__PROVIDED PASSAGE__

Scientists at Harvard University list Vitamin E as a potential weapon in the fight against Alzheimer's disease.

Symptoms and causes of dementia

Discussing dementia in a report on aging, the Harvard Health Letter in its March issue distinguishes between Alzheimer's, "an insidious disease which means it starts and get worse for a time without apparent symptoms," and vascular dementia, which "actually does come on suddenly."

Symptoms of vascular dementia vary, depending on the areas of the brain affected by "what are in essence tiny strokes," the publication of the Harvard Medical School said. "People usually decline in discrete steps, in contrast to the slow, gradual losses of Alzheimer's patients."

Alzheimer's is the leading cause of dementia, a persistent loss of memory, believed to be a consequence of a physical disease that has attacked the brain, among people over 60 in the United States. Alzheimer's accounts for 60 percent to 70 percent of the dementia cases; the next leading cause is vascular dementia.

__REQUIRED ACTION__
Can you write the next few sentences of the passage about Alzheimer's and vascular dementia, starting after its final sentence? You won't need the items that come after this passage.

__EXTRACTED MATERIAL__
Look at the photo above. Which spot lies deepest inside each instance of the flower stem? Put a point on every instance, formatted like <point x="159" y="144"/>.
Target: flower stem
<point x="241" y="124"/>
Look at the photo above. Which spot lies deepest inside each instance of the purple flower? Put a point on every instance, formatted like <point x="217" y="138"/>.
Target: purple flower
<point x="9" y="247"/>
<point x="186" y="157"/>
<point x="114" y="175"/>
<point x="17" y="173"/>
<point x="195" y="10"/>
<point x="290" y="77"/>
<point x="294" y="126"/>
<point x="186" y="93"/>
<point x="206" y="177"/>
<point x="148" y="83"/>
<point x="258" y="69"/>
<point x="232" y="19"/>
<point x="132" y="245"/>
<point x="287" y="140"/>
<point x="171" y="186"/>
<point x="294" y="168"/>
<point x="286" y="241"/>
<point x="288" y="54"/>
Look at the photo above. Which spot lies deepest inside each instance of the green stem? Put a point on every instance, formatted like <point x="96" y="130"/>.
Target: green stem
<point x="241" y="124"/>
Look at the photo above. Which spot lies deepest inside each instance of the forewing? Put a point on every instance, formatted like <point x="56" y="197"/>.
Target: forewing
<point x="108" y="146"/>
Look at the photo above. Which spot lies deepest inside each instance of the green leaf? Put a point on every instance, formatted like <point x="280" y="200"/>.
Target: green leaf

__EXERCISE RESPONSE__
"Even if the root cause is early Alzheimer's disease," the Health Letter said, "there's hope." Vitamin E was cited, with the article reporting that "some doctors believe that Vitamin E . . . may help." Medications that boost acetylcholine levels in the brain are also under consideration, the Health Letter said, in addition to non-steroidal anti-inflammatory drugs or NSAIDs like ibuprofen.

Vitamin E can help mental function & reduce risk of dementia

In studies, Vitamin E has been found to help lower the risk of vascular dementia. A long-term research project in Hawaii determined that men who took supplements of both Vitamin E and Vitamin C had an 88 percent lower risk for vascular dementia than those who didn't take the vitamin supplements.

The University of California at Berkeley recently termed antioxidants, including Vitamin E, as "friends of memory" in a report on a study of older adults in Newfoundland which found that healthy people over 65 improved their mental capabilities when they took nutritional supplements including Vitamin E.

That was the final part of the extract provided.